**WHAT TO WORK ON**
Send back all the data below, exactly as given.

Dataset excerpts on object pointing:
———

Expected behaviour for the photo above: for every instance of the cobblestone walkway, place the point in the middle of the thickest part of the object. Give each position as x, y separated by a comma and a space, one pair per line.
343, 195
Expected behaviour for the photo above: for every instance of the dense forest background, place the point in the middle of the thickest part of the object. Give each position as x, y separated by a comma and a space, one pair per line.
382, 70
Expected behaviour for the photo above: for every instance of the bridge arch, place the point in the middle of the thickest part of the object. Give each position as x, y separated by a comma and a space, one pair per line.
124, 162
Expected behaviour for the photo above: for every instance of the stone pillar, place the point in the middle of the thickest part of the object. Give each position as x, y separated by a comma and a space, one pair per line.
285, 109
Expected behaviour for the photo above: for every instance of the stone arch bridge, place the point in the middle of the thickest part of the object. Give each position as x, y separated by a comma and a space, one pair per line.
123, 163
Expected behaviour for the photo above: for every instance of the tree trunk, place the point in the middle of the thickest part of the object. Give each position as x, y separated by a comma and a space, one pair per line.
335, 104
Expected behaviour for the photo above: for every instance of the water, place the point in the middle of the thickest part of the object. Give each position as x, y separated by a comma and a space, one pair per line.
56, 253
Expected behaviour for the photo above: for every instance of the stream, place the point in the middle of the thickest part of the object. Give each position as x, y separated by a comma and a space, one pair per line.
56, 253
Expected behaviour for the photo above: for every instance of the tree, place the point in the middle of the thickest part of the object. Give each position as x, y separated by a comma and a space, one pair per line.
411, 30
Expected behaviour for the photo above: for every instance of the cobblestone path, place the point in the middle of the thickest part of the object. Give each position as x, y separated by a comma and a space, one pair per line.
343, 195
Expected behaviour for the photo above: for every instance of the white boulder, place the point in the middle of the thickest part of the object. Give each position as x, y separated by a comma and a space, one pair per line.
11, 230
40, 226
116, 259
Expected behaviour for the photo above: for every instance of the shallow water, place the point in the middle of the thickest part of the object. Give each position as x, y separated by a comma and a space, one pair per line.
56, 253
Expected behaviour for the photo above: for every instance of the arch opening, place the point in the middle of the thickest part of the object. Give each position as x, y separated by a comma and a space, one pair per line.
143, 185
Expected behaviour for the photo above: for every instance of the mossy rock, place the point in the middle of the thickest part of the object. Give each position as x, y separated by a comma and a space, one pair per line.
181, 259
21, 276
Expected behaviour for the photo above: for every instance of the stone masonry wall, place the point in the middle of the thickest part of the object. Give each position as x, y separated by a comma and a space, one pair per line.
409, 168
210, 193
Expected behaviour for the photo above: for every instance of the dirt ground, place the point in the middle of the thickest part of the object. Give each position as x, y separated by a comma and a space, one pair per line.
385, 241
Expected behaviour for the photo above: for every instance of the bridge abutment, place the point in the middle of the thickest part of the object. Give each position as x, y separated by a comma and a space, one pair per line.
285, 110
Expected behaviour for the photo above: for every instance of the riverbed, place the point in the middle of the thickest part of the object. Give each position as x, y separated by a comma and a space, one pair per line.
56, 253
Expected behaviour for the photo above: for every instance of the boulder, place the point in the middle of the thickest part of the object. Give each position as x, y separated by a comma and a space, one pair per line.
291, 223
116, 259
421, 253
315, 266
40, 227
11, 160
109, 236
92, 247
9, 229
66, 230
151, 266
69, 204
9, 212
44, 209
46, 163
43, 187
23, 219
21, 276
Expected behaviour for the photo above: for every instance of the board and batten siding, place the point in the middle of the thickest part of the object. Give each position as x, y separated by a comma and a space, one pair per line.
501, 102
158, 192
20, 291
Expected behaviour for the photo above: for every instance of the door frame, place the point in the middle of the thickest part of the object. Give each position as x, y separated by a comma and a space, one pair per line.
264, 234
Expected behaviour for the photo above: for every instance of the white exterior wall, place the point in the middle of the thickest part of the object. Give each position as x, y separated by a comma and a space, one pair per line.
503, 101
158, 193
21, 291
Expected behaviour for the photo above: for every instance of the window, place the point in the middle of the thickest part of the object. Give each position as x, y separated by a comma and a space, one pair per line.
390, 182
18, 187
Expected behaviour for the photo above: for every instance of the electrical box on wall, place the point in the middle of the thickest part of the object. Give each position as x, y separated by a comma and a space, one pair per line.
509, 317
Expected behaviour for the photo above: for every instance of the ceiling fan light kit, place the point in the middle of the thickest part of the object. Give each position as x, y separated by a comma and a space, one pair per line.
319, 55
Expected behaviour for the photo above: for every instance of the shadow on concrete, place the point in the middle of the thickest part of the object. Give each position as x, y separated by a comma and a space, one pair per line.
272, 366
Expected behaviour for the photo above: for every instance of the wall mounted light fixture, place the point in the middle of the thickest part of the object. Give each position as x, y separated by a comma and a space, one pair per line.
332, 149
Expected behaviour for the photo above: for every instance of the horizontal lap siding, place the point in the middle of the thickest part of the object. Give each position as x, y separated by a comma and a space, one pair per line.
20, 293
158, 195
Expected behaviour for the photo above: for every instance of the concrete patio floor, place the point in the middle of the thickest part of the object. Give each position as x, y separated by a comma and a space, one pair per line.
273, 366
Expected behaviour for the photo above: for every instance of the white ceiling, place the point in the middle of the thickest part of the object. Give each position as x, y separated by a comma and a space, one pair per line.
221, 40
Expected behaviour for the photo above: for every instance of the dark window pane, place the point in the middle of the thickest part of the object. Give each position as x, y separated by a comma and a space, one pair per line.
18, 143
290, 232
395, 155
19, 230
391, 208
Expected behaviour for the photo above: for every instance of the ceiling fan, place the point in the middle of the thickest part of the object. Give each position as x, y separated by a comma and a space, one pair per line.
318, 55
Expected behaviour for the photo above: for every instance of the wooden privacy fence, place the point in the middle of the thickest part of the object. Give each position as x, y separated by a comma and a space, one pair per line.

———

**ANSWER TO THIS PROBLEM**
Expected behaviour for the photo above: for every instance of the cobblestone walkway, place the point in the middle of the thickest part of the object. Give each position as x, y separated by a comma and a space, one pair per line.
343, 195
Expected behaviour for the photo above: for every instance of the dense forest background, place the point in the middle of the thickest part of the object. Give each position as x, y separated by a comma and a space, one pair per line.
382, 70
Expected behaviour for the photo above: for every instance of the bridge arch, place the point in the middle of the thickest part of the object. Give each position as x, y separated by a comma and a space, one pair per line.
124, 162
Expected behaviour for the photo above: for every instance of the stone pillar, place the point in the middle of the thickest part of the object. Give each position as x, y separated by a comma and a space, one pair per line.
285, 109
Expected behaviour for the photo above: for every instance of the stone arch bridge, place the point in the middle of the thickest part of the object. Give each position as x, y separated by a comma and a space, one pair per line.
123, 163
Expected behaviour for the photo above: for every instance of the tree trunk, place the point in the middle of the thickest part of the object. Give each position as x, y separated by a comma and a space, one pair per line.
335, 104
Expected behaviour for the photo above: for every instance of the water, place the point in the middle of the thickest part of the object. Give each position as x, y separated by a comma and a space, one pair per line.
56, 253
Expected behaviour for the photo above: for every instance of the stream, place the point in the middle of the thickest part of the object. Give each position as x, y separated by a comma and a space, one pair per line.
56, 253
Expected behaviour for the photo above: for every instance of the tree, place the point in the middle of the thickest part of the object. Give each position as x, y separated by a comma and a space, one pair per line.
411, 30
Expected behaviour for the photo above: for every instance of the cobblestone path, place the point in the middle of the thickest part of the object. Give each position as x, y separated by a comma and a space, one pair per line.
343, 195
Expected behaviour for the photo above: for every instance of the white boulder, place the point in the middle of the thickest part of the object. Give each position as x, y separated by a comma and a space, one pair per line.
11, 230
40, 226
116, 259
Expected behaviour for the photo above: for every instance of the shallow water, place the point in the middle of the thickest part of the object. Give each position as x, y separated by a comma and a space, one pair per line.
56, 253
Expected behaviour for the photo above: for every instance of the arch opening, place the point in the middle of the thickest part of the object. Give each position as x, y separated by a comma and a space, one pair per line.
143, 185
Expected behaviour for the photo above: for every instance of the mossy rock, place the point in the middle of the thickest part of the object. Give each position as x, y separated by a comma and a space, one pair per line.
181, 259
21, 276
Expected behaviour for the photo above: for every instance of the stone masonry wall, place the point in the middle of the thickest part of the object. Give each position as x, y separated by a comma and a space, one pair per line.
409, 168
210, 193
Expected behaviour for the photo above: for every instance of the dirt ground, place the point in the middle of the thickest part of the object. Give each position as x, y separated by a comma and a space, one pair per line.
385, 241
Expected behaviour for the photo above: for every instance of the bridge abutment, place the point in the middle of the thickest part of the object. Give each position as x, y separated by a comma and a space, one pair per line.
285, 110
Expected behaviour for the photo above: for every instance of the riverbed, place the point in the middle of the thickest part of the object. Give each position as x, y separated by a comma and a space, one pair per line.
56, 253
Expected behaviour for the photo above: for every instance of the boulder, place the point in the middle of the thickest part of the object. Give each position as x, y separated by a comma and a space, one pair per line.
291, 223
116, 259
421, 253
315, 266
40, 227
11, 160
109, 236
92, 247
9, 229
66, 230
151, 266
69, 204
9, 212
44, 209
46, 163
43, 187
23, 219
21, 276
Expected behaviour for the photo above: for every instance of the board and batten siding, place the point in the middle of the thickest part of the object. Give each position as x, y separated by a comma and a space, one pair per line.
501, 102
158, 192
20, 291
Expected behaviour for the photo above: for every instance of the door frame, place the point in the middle of the thickest part of the object. Give each position as x, y separated by a comma and a space, one pair per line.
264, 234
Expected behaviour for the photo above: for every instance of the white exterior wall, place the point in the middle of the thickest part of the object. Give each position as x, y separated by a comma and a space, one pair per line.
503, 101
158, 193
21, 291
Expected behaviour for the photo above: for every instance of the window, place the point in the middle of the thickest part of the object. Give each position as x, y separated by a comma and a space, one pair per line.
390, 182
18, 187
Expected behaviour for the photo above: for every instance of the electrical box on wall, place the point in the middle of the thickest part of the object. Give each position as x, y separated by a comma and a space, one pair per line.
509, 317
Expected behaviour for the photo above: for every instance of the ceiling fan light kit, place the point in the middle of the thickest part of the object. Give each position as x, y separated by a comma and a space, one pair per line.
319, 55
Expected behaviour for the photo above: for every instance of the shadow on concrete, place the point in the middle of the thickest part of the object. Give each position as x, y separated by a comma and a space, one pair per line.
272, 366
Expected behaviour for the photo above: for every instance of the wall mounted light fixture, place the point in the middle of the thickest part of the object. Give each position as x, y separated by a comma and a space, one pair per line.
332, 149
Expected behaviour for the photo above: for every instance of the horizontal lap siding, place the point in the middle of the thickest part of the object. Give each position as x, y separated by a comma and a space, one pair per line.
20, 293
158, 195
Expected behaviour for the photo above: for every instance of the concrete patio floor, place the point in the middle of the thickest part of the object. Give each position as x, y separated by a comma and a space, one pair per line.
273, 366
Expected behaviour for the photo above: for every instance of the white ceiling, place the point in the middle of the thickest part of the object. Give each position as x, y separated by a comma and a space, one pair per line.
221, 40
Expected behaviour for the photo above: for every instance of the dark window pane, place the point in the middle of the thickest part of the object. Give each position as x, y separated by a comma and a space, one pair per line.
18, 143
290, 232
395, 155
19, 230
391, 208
Expected behaviour for the photo above: for every instance of the ceiling fan, place the point in the middle of the thickest part of the object. Give each position as x, y separated by a comma and a space, one pair per line.
318, 55
Expected behaviour for the photo above: for every instance of the wooden privacy fence, place the point in the middle of the thickest part of the object. Give each position as x, y separated by a comma and a space, one pair per line.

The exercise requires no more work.